Dataset rows:
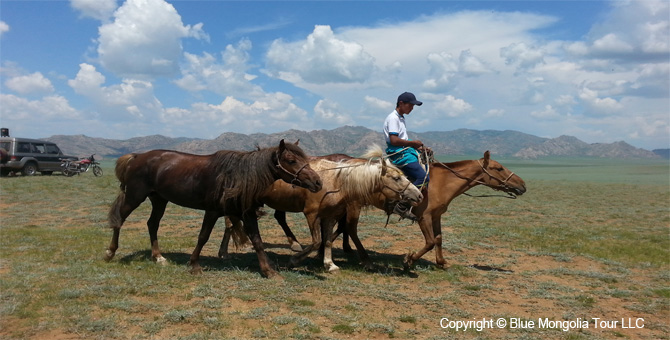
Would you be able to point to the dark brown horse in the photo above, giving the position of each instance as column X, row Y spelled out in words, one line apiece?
column 224, row 183
column 447, row 181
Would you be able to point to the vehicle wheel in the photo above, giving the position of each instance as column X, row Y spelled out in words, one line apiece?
column 30, row 169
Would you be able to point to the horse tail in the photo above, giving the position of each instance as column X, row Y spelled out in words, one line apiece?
column 374, row 151
column 122, row 168
column 114, row 216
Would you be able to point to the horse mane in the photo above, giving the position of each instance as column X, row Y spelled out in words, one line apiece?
column 358, row 178
column 243, row 176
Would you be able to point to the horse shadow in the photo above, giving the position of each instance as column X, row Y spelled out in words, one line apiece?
column 245, row 259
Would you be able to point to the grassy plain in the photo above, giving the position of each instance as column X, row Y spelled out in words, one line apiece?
column 590, row 239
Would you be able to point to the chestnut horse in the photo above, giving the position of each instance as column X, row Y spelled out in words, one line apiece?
column 223, row 183
column 351, row 183
column 447, row 181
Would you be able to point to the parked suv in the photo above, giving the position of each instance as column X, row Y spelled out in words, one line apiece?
column 31, row 155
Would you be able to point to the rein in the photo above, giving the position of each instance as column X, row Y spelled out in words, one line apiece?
column 295, row 180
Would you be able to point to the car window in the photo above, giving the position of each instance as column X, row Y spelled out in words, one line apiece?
column 52, row 149
column 38, row 148
column 23, row 147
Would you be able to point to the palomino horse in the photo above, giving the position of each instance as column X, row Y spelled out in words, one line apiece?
column 224, row 183
column 351, row 183
column 447, row 181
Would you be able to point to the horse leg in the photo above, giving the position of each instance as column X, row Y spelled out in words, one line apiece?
column 251, row 229
column 314, row 223
column 280, row 216
column 225, row 241
column 437, row 231
column 342, row 229
column 352, row 229
column 120, row 210
column 426, row 226
column 208, row 223
column 158, row 209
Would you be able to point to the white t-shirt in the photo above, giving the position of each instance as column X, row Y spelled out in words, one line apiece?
column 395, row 125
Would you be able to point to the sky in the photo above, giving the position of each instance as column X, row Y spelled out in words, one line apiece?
column 596, row 70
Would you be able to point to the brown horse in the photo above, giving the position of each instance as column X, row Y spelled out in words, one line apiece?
column 223, row 183
column 350, row 183
column 447, row 181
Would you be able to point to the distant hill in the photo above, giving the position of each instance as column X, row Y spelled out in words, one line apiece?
column 663, row 153
column 354, row 140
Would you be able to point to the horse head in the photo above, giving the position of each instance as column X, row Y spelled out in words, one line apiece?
column 498, row 177
column 396, row 186
column 295, row 169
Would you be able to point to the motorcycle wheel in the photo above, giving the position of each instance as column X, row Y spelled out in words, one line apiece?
column 97, row 171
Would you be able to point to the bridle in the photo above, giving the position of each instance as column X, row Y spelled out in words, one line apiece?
column 295, row 180
column 502, row 187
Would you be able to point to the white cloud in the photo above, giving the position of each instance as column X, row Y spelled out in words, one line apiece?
column 321, row 58
column 274, row 110
column 448, row 105
column 547, row 113
column 597, row 105
column 329, row 112
column 4, row 28
column 132, row 98
column 20, row 109
column 375, row 104
column 30, row 84
column 226, row 78
column 145, row 39
column 495, row 113
column 522, row 55
column 611, row 44
column 97, row 9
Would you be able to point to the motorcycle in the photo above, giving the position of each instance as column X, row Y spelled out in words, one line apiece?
column 70, row 167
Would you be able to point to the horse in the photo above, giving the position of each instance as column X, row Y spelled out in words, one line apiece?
column 224, row 183
column 447, row 181
column 354, row 182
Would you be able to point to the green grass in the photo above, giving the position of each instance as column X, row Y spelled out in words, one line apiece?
column 611, row 218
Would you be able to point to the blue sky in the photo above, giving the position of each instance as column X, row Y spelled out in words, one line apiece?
column 596, row 70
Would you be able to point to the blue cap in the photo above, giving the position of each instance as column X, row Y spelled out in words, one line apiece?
column 408, row 97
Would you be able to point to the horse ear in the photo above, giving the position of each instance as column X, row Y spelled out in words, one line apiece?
column 487, row 158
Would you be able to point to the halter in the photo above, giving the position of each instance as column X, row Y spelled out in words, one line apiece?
column 295, row 180
column 502, row 187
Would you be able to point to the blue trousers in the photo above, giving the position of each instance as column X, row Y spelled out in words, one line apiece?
column 416, row 173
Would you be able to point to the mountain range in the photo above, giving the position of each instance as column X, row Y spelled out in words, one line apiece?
column 354, row 140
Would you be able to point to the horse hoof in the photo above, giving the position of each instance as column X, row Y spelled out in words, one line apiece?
column 109, row 255
column 332, row 268
column 296, row 247
column 274, row 276
column 407, row 262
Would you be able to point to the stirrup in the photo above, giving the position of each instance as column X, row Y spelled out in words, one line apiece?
column 404, row 211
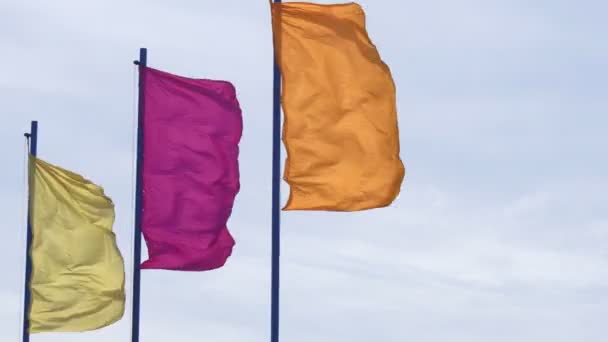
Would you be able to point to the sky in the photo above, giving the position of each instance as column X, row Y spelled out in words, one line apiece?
column 500, row 232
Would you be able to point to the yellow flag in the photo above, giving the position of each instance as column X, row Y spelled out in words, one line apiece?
column 78, row 276
column 340, row 128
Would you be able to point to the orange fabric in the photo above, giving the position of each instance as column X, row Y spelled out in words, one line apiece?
column 340, row 127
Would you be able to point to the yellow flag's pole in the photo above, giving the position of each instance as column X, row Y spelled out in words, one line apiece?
column 33, row 145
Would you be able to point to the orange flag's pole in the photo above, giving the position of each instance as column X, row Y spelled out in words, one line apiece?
column 276, row 200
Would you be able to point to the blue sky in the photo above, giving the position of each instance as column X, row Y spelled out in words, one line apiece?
column 500, row 231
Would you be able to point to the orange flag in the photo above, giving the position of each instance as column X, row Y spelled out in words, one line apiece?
column 340, row 127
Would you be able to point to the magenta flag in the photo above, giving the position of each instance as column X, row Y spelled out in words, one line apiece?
column 192, row 128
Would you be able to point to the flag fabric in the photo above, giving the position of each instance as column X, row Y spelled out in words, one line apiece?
column 192, row 128
column 77, row 281
column 340, row 129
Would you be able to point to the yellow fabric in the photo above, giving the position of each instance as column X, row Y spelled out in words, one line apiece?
column 340, row 127
column 78, row 276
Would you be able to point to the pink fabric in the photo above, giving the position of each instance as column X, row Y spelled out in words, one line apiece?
column 192, row 128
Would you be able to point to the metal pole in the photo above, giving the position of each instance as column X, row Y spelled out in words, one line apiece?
column 33, row 142
column 276, row 200
column 143, row 56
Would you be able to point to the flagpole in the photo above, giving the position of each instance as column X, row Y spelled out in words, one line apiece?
column 143, row 57
column 33, row 144
column 276, row 200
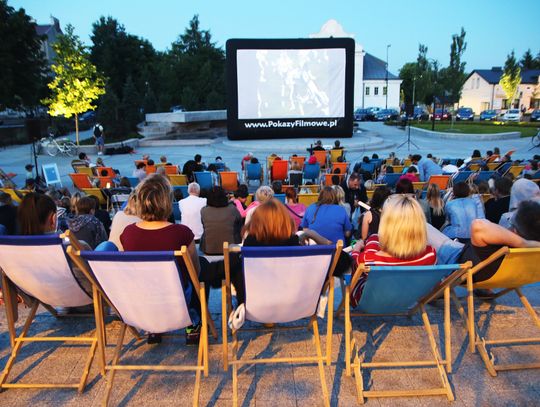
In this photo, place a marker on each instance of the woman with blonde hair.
(401, 241)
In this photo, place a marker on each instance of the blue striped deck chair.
(147, 293)
(312, 172)
(36, 268)
(204, 179)
(462, 176)
(254, 172)
(483, 176)
(401, 291)
(133, 181)
(391, 180)
(518, 269)
(282, 285)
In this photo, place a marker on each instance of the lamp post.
(386, 75)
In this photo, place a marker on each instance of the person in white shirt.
(190, 208)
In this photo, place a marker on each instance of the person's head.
(503, 186)
(154, 198)
(526, 220)
(404, 186)
(85, 206)
(217, 198)
(264, 193)
(276, 186)
(271, 223)
(380, 195)
(340, 194)
(36, 214)
(131, 205)
(194, 189)
(461, 190)
(327, 196)
(402, 229)
(291, 195)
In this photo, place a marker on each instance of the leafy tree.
(21, 60)
(511, 78)
(76, 84)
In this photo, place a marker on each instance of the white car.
(512, 115)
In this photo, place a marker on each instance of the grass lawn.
(480, 128)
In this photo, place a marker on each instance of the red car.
(442, 114)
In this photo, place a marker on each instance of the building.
(49, 33)
(370, 73)
(481, 91)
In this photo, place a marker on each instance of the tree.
(511, 78)
(21, 60)
(76, 84)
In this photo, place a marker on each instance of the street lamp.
(386, 75)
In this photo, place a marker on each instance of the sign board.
(51, 173)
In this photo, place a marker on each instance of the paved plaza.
(380, 339)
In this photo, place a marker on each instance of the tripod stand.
(408, 141)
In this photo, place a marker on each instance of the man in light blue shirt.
(426, 167)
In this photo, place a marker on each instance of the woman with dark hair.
(371, 218)
(221, 222)
(327, 217)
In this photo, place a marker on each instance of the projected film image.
(291, 83)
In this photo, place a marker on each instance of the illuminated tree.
(76, 84)
(511, 78)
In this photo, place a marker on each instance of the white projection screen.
(290, 88)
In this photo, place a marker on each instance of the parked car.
(442, 114)
(465, 113)
(512, 115)
(387, 114)
(362, 115)
(488, 115)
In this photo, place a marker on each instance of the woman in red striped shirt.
(401, 241)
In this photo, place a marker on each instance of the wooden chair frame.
(509, 278)
(443, 365)
(10, 292)
(320, 359)
(115, 365)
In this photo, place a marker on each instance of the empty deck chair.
(147, 294)
(37, 267)
(282, 284)
(519, 268)
(401, 291)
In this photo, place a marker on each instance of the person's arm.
(484, 232)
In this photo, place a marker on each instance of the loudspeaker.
(33, 129)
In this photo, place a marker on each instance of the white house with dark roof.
(481, 91)
(370, 73)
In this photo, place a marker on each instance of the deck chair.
(519, 268)
(81, 181)
(308, 199)
(461, 176)
(401, 291)
(47, 282)
(178, 179)
(204, 179)
(279, 170)
(147, 294)
(282, 284)
(229, 180)
(312, 172)
(442, 181)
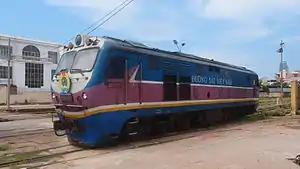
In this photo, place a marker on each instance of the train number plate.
(66, 98)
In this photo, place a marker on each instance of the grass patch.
(23, 156)
(268, 107)
(4, 147)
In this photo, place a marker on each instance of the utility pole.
(8, 78)
(280, 50)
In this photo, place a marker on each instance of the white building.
(32, 64)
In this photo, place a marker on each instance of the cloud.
(140, 20)
(213, 26)
(253, 19)
(158, 21)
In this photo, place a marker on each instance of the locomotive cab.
(71, 77)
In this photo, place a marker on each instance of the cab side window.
(116, 68)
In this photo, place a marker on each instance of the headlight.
(84, 96)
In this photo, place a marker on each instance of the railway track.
(23, 133)
(58, 151)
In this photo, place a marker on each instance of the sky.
(241, 32)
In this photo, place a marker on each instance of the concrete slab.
(258, 145)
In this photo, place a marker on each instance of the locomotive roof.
(138, 45)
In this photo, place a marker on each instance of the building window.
(52, 73)
(31, 53)
(4, 51)
(34, 75)
(53, 56)
(154, 62)
(4, 72)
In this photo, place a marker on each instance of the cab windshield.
(77, 61)
(65, 62)
(84, 60)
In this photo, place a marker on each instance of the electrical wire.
(124, 2)
(110, 17)
(100, 19)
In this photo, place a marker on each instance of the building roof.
(23, 39)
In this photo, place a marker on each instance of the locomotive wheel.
(183, 123)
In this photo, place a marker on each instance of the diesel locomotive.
(106, 88)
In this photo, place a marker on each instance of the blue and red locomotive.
(105, 88)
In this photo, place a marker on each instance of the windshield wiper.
(78, 70)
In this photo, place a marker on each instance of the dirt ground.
(261, 144)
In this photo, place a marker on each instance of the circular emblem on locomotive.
(64, 82)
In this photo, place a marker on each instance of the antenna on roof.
(176, 43)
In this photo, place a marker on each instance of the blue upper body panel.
(155, 66)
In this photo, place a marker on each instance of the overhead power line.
(110, 16)
(100, 19)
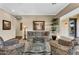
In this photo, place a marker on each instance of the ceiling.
(33, 8)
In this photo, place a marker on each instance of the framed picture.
(21, 26)
(38, 25)
(6, 25)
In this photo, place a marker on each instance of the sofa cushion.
(11, 42)
(65, 41)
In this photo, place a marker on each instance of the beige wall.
(7, 34)
(64, 30)
(28, 22)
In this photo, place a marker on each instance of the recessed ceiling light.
(53, 3)
(13, 10)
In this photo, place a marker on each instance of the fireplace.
(39, 42)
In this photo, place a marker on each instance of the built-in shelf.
(55, 25)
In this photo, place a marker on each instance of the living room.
(32, 29)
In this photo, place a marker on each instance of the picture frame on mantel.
(6, 25)
(38, 25)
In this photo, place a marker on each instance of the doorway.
(73, 27)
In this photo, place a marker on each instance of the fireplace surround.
(39, 42)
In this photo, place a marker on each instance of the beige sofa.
(62, 46)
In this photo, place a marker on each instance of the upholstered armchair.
(11, 47)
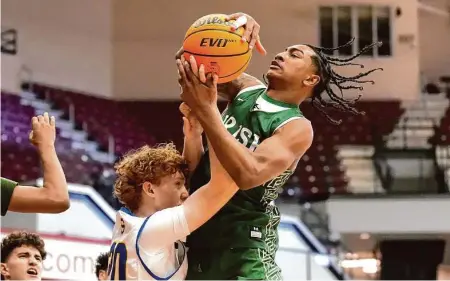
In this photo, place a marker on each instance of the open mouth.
(32, 271)
(274, 64)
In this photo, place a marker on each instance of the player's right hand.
(179, 54)
(191, 126)
(43, 132)
(251, 33)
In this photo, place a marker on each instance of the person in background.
(22, 254)
(54, 196)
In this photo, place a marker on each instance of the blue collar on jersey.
(127, 211)
(142, 261)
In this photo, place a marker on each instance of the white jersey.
(149, 248)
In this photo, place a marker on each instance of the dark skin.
(292, 77)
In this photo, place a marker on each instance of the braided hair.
(329, 78)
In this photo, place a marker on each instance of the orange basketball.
(213, 44)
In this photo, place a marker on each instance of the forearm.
(237, 160)
(55, 184)
(206, 202)
(193, 151)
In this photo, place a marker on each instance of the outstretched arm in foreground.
(53, 197)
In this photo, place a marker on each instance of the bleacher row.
(133, 124)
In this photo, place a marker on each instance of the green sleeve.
(7, 191)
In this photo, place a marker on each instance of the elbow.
(64, 205)
(247, 179)
(60, 203)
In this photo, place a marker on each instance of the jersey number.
(117, 261)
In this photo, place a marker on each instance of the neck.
(294, 96)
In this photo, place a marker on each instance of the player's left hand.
(251, 33)
(199, 91)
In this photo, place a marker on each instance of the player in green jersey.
(259, 139)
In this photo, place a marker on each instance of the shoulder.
(231, 89)
(296, 133)
(6, 183)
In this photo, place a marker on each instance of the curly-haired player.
(22, 256)
(264, 136)
(149, 233)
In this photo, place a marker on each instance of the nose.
(280, 57)
(32, 261)
(184, 194)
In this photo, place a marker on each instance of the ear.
(311, 80)
(148, 188)
(4, 270)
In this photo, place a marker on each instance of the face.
(171, 192)
(24, 263)
(294, 66)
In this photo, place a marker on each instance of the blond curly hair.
(145, 164)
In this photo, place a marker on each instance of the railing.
(298, 264)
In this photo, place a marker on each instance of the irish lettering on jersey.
(251, 118)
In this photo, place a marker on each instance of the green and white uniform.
(241, 240)
(7, 187)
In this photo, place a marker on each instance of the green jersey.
(7, 187)
(250, 218)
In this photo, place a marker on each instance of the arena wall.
(435, 45)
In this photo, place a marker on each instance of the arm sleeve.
(164, 228)
(7, 187)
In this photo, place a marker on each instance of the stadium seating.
(101, 118)
(135, 123)
(20, 159)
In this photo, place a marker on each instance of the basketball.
(213, 44)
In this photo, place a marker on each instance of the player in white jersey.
(148, 236)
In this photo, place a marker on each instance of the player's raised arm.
(54, 196)
(247, 168)
(210, 198)
(171, 224)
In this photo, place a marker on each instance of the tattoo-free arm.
(271, 158)
(231, 89)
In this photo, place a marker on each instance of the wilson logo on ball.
(211, 20)
(215, 42)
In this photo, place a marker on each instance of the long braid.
(329, 77)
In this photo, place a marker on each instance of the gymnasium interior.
(368, 201)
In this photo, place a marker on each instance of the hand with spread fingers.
(251, 33)
(191, 126)
(199, 90)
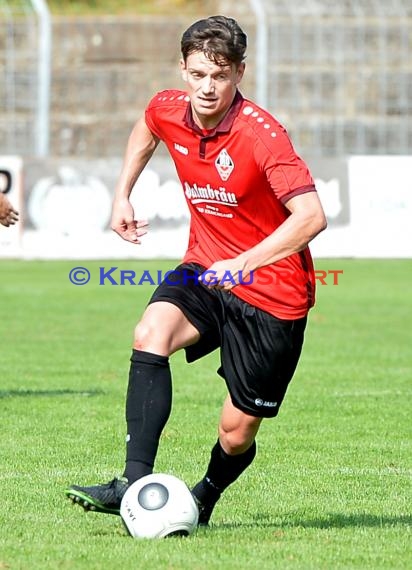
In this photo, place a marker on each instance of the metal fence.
(337, 74)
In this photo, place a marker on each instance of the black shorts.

## Task objective
Arrange the listing above as a two-column CSV headed "instruction" and "response," one row per instruction, with its text in the first quoted field and its answer in the second, line breaks turned into spaces. Begin at the start of the listing, stop after the line that contains "column 31, row 155", and leave out the pictures.

## Result for this task
instruction,response
"Would you be able to point to the dark brown horse in the photo above, giving the position of each instance as column X, row Y spelled out in words, one line apiece?","column 224, row 183 column 447, row 181"
"Would you be able to point to the vehicle wheel in the photo above, giving the position of each instance as column X, row Y spelled out in words, one line apiece?","column 30, row 169"
"Would you be able to point to the horse tail in the photo above, giving the position of each instance as column X, row Y spelled out in words, one line apiece?","column 374, row 151 column 122, row 168 column 114, row 216"
"Would you be able to point to the horse mane in the photo above, giving the position of each instance as column X, row Y spelled out in words, one line apiece?","column 358, row 178 column 243, row 176"
"Would you be able to point to the horse shadow in the photo above, giving the position of each instance as column X, row Y spelled out in words, one line apiece?","column 245, row 259"
"Would you be able to point to the grassy plain in the photo above, giving the position of each instance as column X, row Y spelled out in words, one line apiece?","column 590, row 239"
"Would you be able to point to the chestnut horse in the photo above, giving the position of each instance as column X, row Y spelled out in words, one line apiece?","column 223, row 183 column 351, row 183 column 447, row 181"
"Would you be able to point to the parked suv in the photo above, giving the position of each instance as column X, row Y spelled out in words, one line apiece?","column 31, row 155"